What is needed: Recast the records below as a two-column CSV with the header row request,boxes and one row per request. Put the request's text in the request column and its answer in the boxes column, each in a quoted field with line breaks replaced by spaces, and leave the pictures out.

== Data for this exercise ==

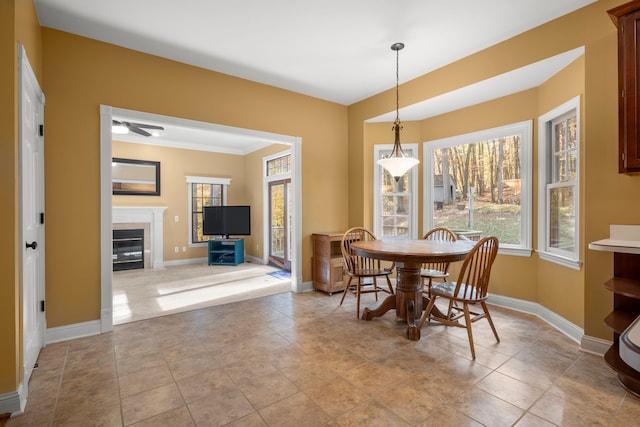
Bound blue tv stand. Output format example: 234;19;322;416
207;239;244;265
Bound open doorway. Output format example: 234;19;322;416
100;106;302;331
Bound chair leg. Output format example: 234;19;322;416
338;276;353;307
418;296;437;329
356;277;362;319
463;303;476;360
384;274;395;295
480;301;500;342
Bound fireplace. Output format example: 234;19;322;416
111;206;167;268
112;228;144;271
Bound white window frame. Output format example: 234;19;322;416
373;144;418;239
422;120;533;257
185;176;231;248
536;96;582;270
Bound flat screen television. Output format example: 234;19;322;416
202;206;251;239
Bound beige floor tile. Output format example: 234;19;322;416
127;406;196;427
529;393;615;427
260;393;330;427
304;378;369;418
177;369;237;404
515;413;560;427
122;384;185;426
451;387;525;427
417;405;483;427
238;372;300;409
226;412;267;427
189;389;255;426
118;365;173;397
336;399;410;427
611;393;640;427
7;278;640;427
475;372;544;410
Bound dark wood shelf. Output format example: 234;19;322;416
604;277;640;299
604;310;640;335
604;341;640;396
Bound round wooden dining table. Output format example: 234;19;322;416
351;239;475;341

===

Full answer:
request,boxes
"Bound blue tv stand. Output format example: 234;19;322;416","207;239;244;265"
"Bound open doorway. Output format example: 234;19;322;416","100;106;302;331"
"Bound chair leg. Output format example: 234;19;322;416","338;276;353;307 418;296;437;329 356;277;362;319 463;303;476;360 384;274;395;295 480;301;500;342"
"Bound fireplace. Output format example: 234;19;322;416","111;206;167;268 112;228;144;271"
"Bound white window frame. Output format example: 234;19;322;416","373;144;418;239 422;120;533;257 185;176;231;248 536;96;582;270"
"Bound flat screen television. Output format example: 234;19;322;416","202;206;251;239"
"Bound beige floor tile. Output format example: 234;19;322;416","127;406;196;427 529;393;615;427 260;393;330;427 304;378;369;418 177;369;237;404 515;413;560;427 122;384;185;426 451;387;525;427 417;405;483;427 238;372;300;409 226;412;267;427 189;389;255;426 118;365;173;397 336;399;410;427 611;393;640;427 7;278;640;427 475;372;544;410"
"Bound dark wood shelf. Output format example: 234;19;322;416","604;277;640;299 604;310;640;335 604;341;640;396"
"Bound round wooden dining table. Output format example: 234;19;322;416","351;239;475;341"